§ Page excerpt:
New Study Seeks to Determine Incidence Rate of COVID-19 in Children


A study to help determine the incidence rate of the coronavirus disease 2019 (COVID-19) in children and their family members has begun enrolling participants in the United States, according to the National Institutes of Health (NIH).

A study to help determine the incidence rate of the coronavirus disease 2019 (COVID-19) in children and their family members has begun enrolling participants in the United States, according to the National Institutes of Health (NIH).1

As of April 27, researchers from JAMA Pediatrics recommended that future epidemiologic and clinical studies are needed to identify possible preventive and therapeutic strategies for severe acute respiratory syndrome coronavirus 2 (SARS-CoV-2) in pediatric patients.2

The Human Epidemiology and Response to SARS-CoV-2 (HEROS) study will help determine what percentage of children infected with SARS-CoV-2 develop symptoms of COVID-19. Additionally, the HEROS study will examine whether rates of SARS-CoV-2 infection differ between children who have asthma or other allergic conditions and children who do not, according to the study authors.1

The HEROS study team is planning to enroll 6000 people from 2000 US families already participating in NIH-funded pediatric research studies in 11 cities. Both healthy children and children with asthma or other allergic conditions will be able to participate.1

The study team will follow the children and their families for 6 months to determine who gets infected with SARS-CoV-2, whether the virus is transmitted to other family members, and which family members with the virus develop COVID-19.1

A previous study recently examined upper and lower airway cells for the expression of ACE2, the gene that codes for the receptor that COVID-19 uses to infect cells. The expression of ACE2 was lowest in people with high levels of both asthma and those sensitive to allergens, according to the press release.1

The HEROS study will help clarify whether reduced ACE2 gene expression in airway cells of children with allergic diseases correlates with a lower rate of SARS-CoV-2 infection and COVID-19.1

The study will be conducted remotely, with a caregiver in participating families collecting nasal swabs every 2 weeks from the child who is the primary study participants and all other family members who are enrolled. The samples will be mailed to a laboratory for analysis.1

In addition, the caregiver will complete questionnaires about each participant’s current symptoms, social distancing practices, recent activities outside the home, and recent exposure to people who are sick.1

If any member of the household develops symptoms of a viral illness during the study, the caregiver will fill out another online questionnaire designed to determine the likelihood that the illness is COVID-19. If COVID-19 is likely, the caregiver will collect nasal swabs from all study participants and a stool sample from the symptomatic participant within 24 hours.1

The laboratory analyses of nasal swabs will test for SARS-CoV-2 and assess gene expression in the collected airway-surface cells. The study team hopes that the gene expression studies will reveal patterns that correlate with higher or lower risk of infection, COVID-19 symptom development, and SARS-CoV-2 transmission.1

A blood sample will also be collected from each study participant every 2 weeks, 18 weeks, and 24 weeks after enrollment by the caregiver, as well as after the family’s first likely case of COVID-19, if applicable. A new device will be used to collect the blood, extracting a small quantity through the surface of the skin. The blood will then be analyzed for antibodies to SARS-CoV-2 once an appropriate antibody test becomes available.1


  • Study to determine incidence of novel coronavirus infection in US children begins. NIH. Published May 4, 2020. Accessed May 4, 2020.
  • Murphy, Jill. Lack of data on pediatric patients with SARS-CoV-2, further epidemiologic studies required. Contemporary Clinic. Published April 27, 2020. Accessed May 4, 2020.

§ Tasks to perform:
1. In the HEROS study article, how many people does the study team plan to enroll?
2. Transcribe everything in the HEROS study article from "A blood sample" down to "27, 2020. Accessed May 4, 2020.".
Nothing in the listing is needed for this work.

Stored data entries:
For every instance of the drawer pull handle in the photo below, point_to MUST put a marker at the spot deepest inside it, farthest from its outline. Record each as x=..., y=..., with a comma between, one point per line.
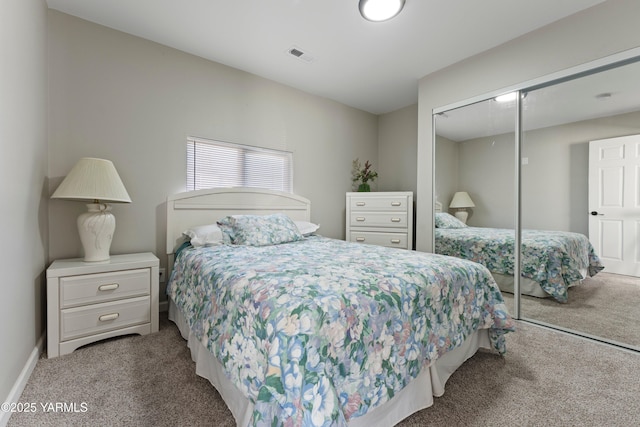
x=107, y=317
x=109, y=287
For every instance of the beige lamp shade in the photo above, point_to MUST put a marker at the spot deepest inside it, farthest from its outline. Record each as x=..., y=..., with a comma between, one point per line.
x=461, y=200
x=93, y=179
x=96, y=181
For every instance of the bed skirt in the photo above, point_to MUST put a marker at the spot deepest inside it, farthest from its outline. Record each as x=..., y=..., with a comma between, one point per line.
x=416, y=396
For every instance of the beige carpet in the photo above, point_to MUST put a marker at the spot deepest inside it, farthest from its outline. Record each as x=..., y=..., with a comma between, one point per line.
x=546, y=379
x=606, y=305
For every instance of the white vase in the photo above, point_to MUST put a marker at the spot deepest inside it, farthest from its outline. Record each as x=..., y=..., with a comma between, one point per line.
x=96, y=229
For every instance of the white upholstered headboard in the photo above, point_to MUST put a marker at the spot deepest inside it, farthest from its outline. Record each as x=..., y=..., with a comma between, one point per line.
x=202, y=207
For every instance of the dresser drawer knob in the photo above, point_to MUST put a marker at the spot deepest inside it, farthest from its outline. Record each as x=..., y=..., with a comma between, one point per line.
x=109, y=287
x=107, y=317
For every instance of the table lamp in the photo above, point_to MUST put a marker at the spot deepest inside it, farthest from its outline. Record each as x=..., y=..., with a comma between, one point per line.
x=97, y=181
x=461, y=202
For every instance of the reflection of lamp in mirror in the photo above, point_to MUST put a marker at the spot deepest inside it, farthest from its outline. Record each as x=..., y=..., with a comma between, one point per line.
x=94, y=180
x=461, y=202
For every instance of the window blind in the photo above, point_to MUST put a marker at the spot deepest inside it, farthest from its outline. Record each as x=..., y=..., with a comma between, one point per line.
x=214, y=164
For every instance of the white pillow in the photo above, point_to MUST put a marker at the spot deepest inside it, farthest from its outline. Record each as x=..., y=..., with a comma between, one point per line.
x=306, y=228
x=204, y=235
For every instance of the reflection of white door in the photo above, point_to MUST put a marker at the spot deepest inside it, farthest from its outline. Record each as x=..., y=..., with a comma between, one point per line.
x=614, y=203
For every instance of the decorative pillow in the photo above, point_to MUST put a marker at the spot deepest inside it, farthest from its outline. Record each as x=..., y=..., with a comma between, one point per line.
x=306, y=228
x=445, y=220
x=261, y=230
x=204, y=235
x=226, y=225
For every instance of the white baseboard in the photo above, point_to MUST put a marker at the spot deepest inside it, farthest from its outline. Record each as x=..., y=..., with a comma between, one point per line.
x=23, y=378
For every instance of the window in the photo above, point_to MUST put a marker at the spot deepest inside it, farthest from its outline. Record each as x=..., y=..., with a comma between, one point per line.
x=212, y=164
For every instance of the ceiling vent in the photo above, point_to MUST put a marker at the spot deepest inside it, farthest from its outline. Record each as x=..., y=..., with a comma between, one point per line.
x=296, y=52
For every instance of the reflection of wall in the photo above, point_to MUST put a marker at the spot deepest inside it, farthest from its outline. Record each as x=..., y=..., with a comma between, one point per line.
x=446, y=170
x=487, y=174
x=605, y=29
x=554, y=181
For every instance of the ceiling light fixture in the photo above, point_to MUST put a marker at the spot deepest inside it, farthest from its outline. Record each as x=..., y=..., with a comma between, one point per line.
x=380, y=10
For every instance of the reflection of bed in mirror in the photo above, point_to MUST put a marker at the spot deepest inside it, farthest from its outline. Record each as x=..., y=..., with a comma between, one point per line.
x=318, y=331
x=551, y=261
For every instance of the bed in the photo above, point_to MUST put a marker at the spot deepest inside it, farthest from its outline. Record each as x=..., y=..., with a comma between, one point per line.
x=317, y=331
x=552, y=261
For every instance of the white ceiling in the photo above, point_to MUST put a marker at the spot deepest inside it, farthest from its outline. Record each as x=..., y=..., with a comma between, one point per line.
x=567, y=102
x=371, y=66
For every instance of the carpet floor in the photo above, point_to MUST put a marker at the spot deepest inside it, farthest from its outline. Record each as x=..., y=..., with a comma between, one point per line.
x=547, y=378
x=606, y=305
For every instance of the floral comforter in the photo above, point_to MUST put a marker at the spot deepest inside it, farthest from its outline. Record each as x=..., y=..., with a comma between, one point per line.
x=551, y=258
x=319, y=331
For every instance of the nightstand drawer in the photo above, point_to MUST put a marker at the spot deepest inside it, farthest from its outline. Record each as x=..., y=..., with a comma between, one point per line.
x=93, y=319
x=378, y=219
x=392, y=240
x=103, y=287
x=387, y=203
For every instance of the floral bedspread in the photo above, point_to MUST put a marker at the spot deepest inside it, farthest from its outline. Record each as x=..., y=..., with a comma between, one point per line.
x=319, y=331
x=551, y=258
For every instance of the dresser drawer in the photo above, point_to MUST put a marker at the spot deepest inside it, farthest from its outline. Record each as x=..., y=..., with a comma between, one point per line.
x=386, y=203
x=392, y=240
x=378, y=219
x=103, y=287
x=93, y=319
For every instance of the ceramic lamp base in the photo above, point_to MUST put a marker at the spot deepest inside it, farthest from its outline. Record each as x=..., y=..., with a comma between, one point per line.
x=96, y=229
x=462, y=215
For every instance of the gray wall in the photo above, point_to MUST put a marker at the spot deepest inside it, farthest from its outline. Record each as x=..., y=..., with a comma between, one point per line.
x=397, y=140
x=23, y=170
x=135, y=102
x=603, y=30
x=554, y=181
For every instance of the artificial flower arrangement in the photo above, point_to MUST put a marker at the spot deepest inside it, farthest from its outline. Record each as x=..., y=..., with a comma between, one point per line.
x=361, y=175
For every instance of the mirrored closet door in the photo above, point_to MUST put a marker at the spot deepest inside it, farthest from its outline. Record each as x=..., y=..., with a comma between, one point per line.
x=573, y=164
x=559, y=166
x=474, y=181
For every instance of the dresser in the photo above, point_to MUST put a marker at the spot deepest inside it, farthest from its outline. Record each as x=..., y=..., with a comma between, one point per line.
x=91, y=301
x=380, y=218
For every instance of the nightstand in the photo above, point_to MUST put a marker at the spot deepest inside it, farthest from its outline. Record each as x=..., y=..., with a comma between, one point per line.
x=91, y=301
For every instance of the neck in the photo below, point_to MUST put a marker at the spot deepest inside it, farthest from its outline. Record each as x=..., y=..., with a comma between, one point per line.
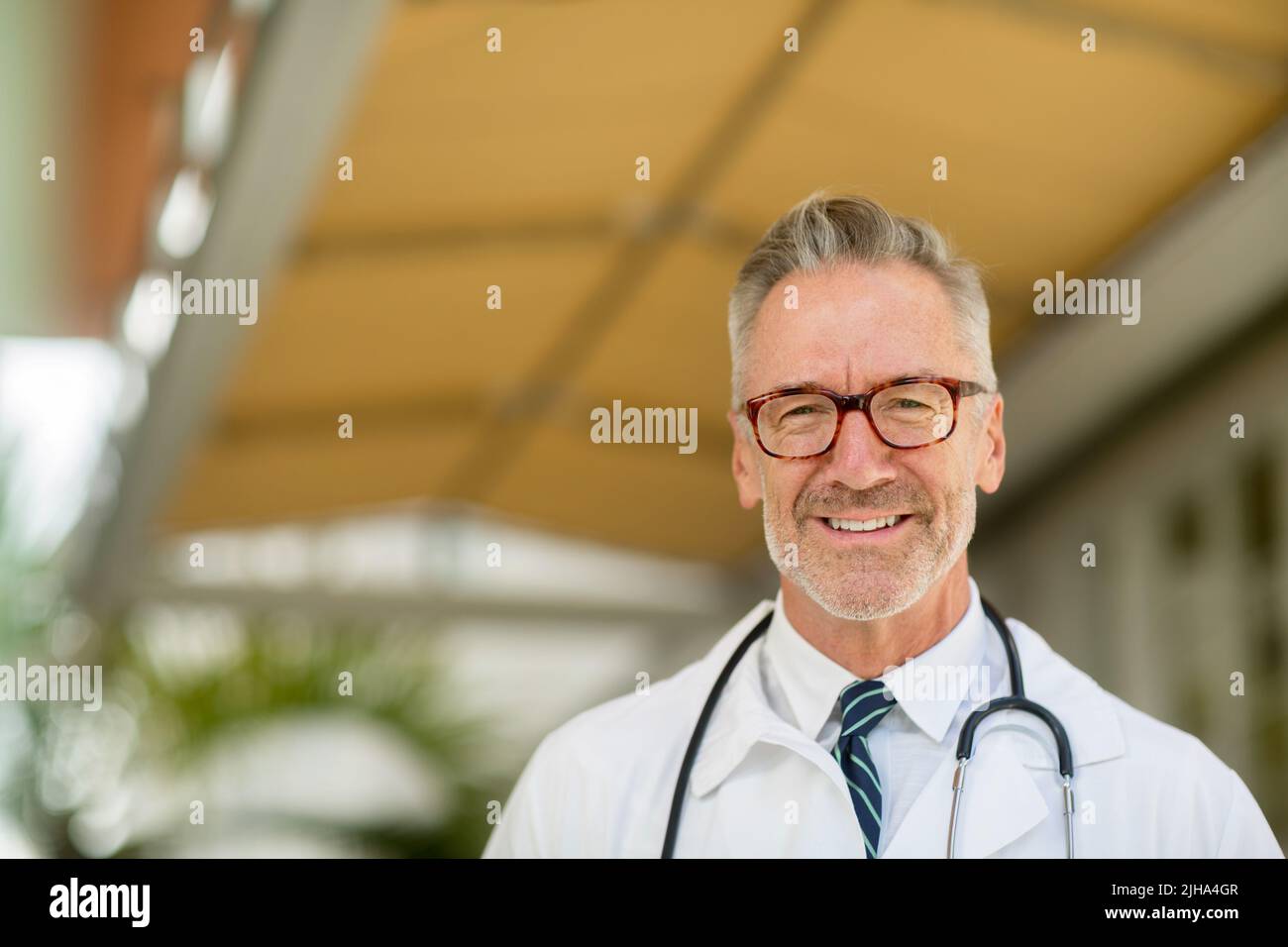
x=867, y=648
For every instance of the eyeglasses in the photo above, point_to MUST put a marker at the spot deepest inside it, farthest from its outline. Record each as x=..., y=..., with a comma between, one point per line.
x=795, y=423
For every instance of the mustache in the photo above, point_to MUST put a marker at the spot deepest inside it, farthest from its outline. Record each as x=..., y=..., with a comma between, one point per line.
x=835, y=499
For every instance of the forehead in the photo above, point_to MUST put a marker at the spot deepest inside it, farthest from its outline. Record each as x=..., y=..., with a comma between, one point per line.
x=854, y=326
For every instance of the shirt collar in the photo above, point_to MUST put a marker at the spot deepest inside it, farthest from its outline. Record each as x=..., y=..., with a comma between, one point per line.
x=928, y=686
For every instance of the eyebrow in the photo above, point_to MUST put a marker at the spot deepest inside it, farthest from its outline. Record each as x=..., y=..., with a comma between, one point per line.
x=914, y=372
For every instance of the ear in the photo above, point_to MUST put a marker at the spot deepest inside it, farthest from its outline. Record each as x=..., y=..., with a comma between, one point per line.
x=992, y=459
x=746, y=474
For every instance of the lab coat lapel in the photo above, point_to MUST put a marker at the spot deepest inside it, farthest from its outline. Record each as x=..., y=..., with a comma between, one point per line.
x=743, y=716
x=1013, y=771
x=1001, y=804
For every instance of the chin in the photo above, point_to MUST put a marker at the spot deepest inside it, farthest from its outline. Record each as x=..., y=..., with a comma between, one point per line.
x=871, y=600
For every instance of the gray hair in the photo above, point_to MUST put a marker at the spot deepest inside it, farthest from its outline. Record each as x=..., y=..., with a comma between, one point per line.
x=827, y=231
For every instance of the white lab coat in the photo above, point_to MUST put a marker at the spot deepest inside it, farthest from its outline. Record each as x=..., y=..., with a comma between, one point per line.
x=600, y=785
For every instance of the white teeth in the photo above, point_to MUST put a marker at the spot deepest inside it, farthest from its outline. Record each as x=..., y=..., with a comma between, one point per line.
x=862, y=525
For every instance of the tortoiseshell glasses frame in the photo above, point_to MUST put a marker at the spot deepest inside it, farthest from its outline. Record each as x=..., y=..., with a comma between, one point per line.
x=956, y=388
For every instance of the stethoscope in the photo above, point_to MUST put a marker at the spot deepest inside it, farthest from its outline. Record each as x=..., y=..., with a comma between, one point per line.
x=965, y=742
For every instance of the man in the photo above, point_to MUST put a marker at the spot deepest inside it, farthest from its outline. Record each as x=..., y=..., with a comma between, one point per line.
x=836, y=732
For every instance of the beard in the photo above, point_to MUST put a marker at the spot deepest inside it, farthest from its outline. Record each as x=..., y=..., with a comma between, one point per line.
x=863, y=583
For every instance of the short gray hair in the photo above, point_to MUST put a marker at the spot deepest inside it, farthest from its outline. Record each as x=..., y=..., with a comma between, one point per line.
x=827, y=231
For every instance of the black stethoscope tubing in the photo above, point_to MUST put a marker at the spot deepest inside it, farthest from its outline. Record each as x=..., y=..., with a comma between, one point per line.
x=965, y=741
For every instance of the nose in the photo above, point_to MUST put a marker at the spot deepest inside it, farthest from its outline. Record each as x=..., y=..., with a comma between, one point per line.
x=859, y=459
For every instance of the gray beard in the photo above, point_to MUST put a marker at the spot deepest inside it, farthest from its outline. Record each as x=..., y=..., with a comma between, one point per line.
x=853, y=598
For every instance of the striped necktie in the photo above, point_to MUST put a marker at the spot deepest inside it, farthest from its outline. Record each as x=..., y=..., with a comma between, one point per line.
x=863, y=705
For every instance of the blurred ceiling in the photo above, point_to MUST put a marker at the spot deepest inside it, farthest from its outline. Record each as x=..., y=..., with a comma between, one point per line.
x=518, y=169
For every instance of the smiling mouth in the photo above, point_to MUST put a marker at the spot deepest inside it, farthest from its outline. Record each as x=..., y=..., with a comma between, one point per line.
x=877, y=525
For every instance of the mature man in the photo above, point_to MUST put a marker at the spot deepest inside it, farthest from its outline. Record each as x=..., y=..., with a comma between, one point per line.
x=866, y=414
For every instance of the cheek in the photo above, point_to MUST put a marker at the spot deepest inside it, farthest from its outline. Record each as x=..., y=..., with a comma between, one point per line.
x=782, y=484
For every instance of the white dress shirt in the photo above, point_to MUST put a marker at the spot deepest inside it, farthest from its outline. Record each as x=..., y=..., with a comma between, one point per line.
x=803, y=685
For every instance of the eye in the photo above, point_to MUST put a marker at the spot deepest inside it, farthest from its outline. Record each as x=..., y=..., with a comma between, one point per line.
x=800, y=410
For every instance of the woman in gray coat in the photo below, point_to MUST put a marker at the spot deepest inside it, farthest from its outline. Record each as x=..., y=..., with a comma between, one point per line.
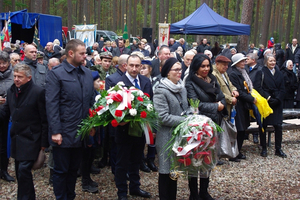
x=170, y=100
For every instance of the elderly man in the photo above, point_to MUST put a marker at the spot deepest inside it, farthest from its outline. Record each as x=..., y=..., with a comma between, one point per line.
x=93, y=48
x=29, y=131
x=163, y=54
x=69, y=95
x=14, y=59
x=38, y=71
x=226, y=86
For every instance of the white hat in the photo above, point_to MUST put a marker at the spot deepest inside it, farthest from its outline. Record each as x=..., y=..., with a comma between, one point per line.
x=236, y=58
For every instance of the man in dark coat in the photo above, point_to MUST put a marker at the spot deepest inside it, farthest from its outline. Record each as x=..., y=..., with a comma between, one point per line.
x=130, y=148
x=163, y=54
x=121, y=49
x=38, y=71
x=270, y=85
x=69, y=95
x=252, y=68
x=26, y=105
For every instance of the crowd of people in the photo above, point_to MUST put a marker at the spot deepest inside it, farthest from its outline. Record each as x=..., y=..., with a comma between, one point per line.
x=46, y=92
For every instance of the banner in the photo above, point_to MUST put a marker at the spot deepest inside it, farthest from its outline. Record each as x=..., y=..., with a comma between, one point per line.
x=163, y=34
x=86, y=33
x=125, y=36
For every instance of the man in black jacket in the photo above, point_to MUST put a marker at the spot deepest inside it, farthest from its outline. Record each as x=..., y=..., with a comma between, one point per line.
x=29, y=131
x=69, y=95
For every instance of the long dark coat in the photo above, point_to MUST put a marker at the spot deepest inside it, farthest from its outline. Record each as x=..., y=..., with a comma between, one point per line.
x=245, y=100
x=268, y=85
x=29, y=130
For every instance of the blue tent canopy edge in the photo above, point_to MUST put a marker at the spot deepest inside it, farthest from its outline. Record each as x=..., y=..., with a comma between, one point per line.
x=204, y=21
x=49, y=26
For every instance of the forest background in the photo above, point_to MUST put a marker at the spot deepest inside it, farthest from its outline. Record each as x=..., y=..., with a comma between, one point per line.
x=268, y=18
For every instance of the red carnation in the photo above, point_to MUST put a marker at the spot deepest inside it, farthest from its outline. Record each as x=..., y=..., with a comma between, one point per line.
x=114, y=123
x=185, y=161
x=117, y=97
x=143, y=114
x=140, y=99
x=118, y=113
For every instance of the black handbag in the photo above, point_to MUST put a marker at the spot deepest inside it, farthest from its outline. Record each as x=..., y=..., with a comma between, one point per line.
x=228, y=142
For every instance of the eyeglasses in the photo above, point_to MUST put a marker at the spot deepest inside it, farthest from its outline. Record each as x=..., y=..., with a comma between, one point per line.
x=176, y=70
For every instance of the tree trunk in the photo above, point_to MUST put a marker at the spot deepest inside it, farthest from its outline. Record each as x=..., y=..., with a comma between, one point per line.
x=256, y=23
x=129, y=17
x=289, y=19
x=161, y=11
x=134, y=31
x=153, y=19
x=297, y=5
x=266, y=22
x=246, y=18
x=146, y=10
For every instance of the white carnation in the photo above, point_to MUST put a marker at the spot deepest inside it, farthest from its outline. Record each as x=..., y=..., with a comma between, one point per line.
x=97, y=97
x=149, y=107
x=132, y=112
x=110, y=101
x=140, y=93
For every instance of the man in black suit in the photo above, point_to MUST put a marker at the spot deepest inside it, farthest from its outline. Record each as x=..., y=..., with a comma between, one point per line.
x=121, y=49
x=252, y=68
x=163, y=54
x=130, y=148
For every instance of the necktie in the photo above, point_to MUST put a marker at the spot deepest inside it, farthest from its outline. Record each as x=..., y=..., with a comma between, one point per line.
x=136, y=84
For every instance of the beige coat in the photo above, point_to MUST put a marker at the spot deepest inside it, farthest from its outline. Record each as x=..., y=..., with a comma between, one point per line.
x=224, y=88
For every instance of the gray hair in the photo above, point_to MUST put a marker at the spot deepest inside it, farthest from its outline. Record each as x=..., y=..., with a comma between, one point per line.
x=4, y=56
x=253, y=56
x=21, y=67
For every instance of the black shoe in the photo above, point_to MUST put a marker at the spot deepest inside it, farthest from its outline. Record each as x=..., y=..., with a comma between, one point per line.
x=255, y=139
x=89, y=188
x=264, y=153
x=141, y=193
x=95, y=170
x=220, y=162
x=122, y=198
x=241, y=156
x=151, y=165
x=280, y=153
x=234, y=159
x=5, y=176
x=144, y=167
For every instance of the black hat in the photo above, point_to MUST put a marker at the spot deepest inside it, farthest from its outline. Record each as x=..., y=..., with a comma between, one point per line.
x=167, y=66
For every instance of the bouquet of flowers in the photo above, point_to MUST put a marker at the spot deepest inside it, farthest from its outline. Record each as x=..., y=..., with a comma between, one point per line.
x=193, y=145
x=120, y=104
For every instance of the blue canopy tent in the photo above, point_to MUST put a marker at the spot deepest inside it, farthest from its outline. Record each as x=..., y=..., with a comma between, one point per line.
x=204, y=21
x=23, y=26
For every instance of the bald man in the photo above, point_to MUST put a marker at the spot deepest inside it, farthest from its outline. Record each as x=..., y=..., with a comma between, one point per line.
x=38, y=71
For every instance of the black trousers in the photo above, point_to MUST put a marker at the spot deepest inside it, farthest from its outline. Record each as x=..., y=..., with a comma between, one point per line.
x=278, y=136
x=129, y=156
x=66, y=164
x=3, y=145
x=24, y=178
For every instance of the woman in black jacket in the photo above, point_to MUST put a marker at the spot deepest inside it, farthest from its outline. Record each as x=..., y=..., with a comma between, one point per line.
x=290, y=83
x=202, y=85
x=240, y=79
x=270, y=84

§ Responses per task:
1. 6000 people from 2000 US families

2.
A blood sample will also be collected from each study participant every 2 weeks, 18 weeks, and 24 weeks after enrollment by the caregiver, as well as after the family’s first likely case of COVID-19, if applicable. A new device will be used to collect the blood, extracting a small quantity through the surface of the skin. The blood will then be analyzed for antibodies to SARS-CoV-2 once an appropriate antibody test becomes available.1


  • Study to determine incidence of novel coronavirus infection in US children begins. NIH. Published May 4, 2020. Accessed May 4, 2020.
  • Murphy, Jill. Lack of data on pediatric patients with SARS-CoV-2, further epidemiologic studies required. Contemporary Clinic. Published April 27, 2020. Accessed May 4, 2020.